Extract to read:
☆ ☆ ☆ ☆ ☆
Despite it all I agree that some redundancy in the financial market is a good thing and to be sure, we already have some of that (competition between banks, credit unions, etc) and much of what he suggests I support. But a riskless world is not optimal and I wouldn't go so far as to ban complex financial products.

Sunday, July 04, 2010

"Regulation lags innovation."

That's from the always insightful Richard Posner. Here's more:
Everything conspires against a government’s being able to protect its people against disasters, whether natural or man-made. A factor that retards prevention of man-made disasters is the rapid and relentless advance of technology. Regulation lags innovation. The Federal Reserve, Treasury Department, and SEC were no more able to keep abreast of advances in financial engineering than MMS was to keep abreast of advances in drilling for oil at very great depths under water. Slack regulation encourages private companies to adopt a high-risk business model.

Two final problems illuminate the nation’s vulnerability to disasters. First, it is very hard for anyone to get credit for preventing a low-probability disaster. Because such a disaster was unlikely to occur, the benefits of taking action beforehand could not be assessed unless the preventive action took the form of a dramatic last-minute save.

The second problem is that there are so many risks of disaster that they can't all be addressed without bankrupting the world many times over. In fact, they can’t even be anticipated.

Wednesday, June 30, 2010

Happy Birthday Bastiat!

Here's some of his best works. Here's another great work: Economic Sophisms. Here's a bio.
☆ ☆ ☆ ☆ ☆
Provided data:

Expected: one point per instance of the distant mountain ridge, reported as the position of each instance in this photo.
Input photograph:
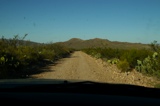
(77, 43)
☆ ☆ ☆ ☆ ☆
Required task A:
Answer these about the blog extract on regulation, one line each:
(i) Which three bodies, in the Posner quote, could not keep up with advances in financial engineering?
(ii) What does the blogger say he would not go so far as to ban?
(iii) Whose birthday does the June 30, 2010 post celebrate?
Required task B: Carry on the blog extract on regulation from its final line, "Here's a bio."

Output A:
(i) The Federal Reserve, the Treasury Department, and the SEC
(ii) Complex financial products
(iii) Bastiat's

Output B:
Tuesday, June 29, 2010

Inequality and Debt

Krugman recently posted these slides on economic inequality and if it is related to economic disasters. He measures inequality by how much of the total wealth the top 1% own (which isn't bad though I'd prefer a Herfindahl index, which is commonly used to measure the concentration of firms in an industry, or the Gini coefficient, which is used to measure income inequality) and notes how it follows household debt (which of course isn't the same thing as a recession but I think he's using debt as a proxy for financial instability...whatever). I can only assume Krugman is using the data from slide 9 and adjusting the debt by housing assets. People borrowing in step with the value of their house isn't news.

Admittedly, there appears to be a connection and Krugman proposes three explanations.
1. Coincidence
2. Common causation –e.g., neoliberal ideology
3. Actual causation: inequality somehow creates macroeconomic vulnerability
He admits he doesn't have an explanation for option three.

But between common causation and actual causation he misses one: reverse causation. People borrow because they spend it (you don't just borrow for fun, after all; you have to pay interest on that money). With lots of people spending more money, much of it flows into the hands of the wealthy in the form of dividend payments and large bonuses for successful quarterly earnings statements. Yes, some of it will go to workers in the form of higher wages and new hires, but from what I understand about corporate structure, the sum of the lower 99% will be less than the sum of the upper 1% so the very richest get wealthier compared to everyone else.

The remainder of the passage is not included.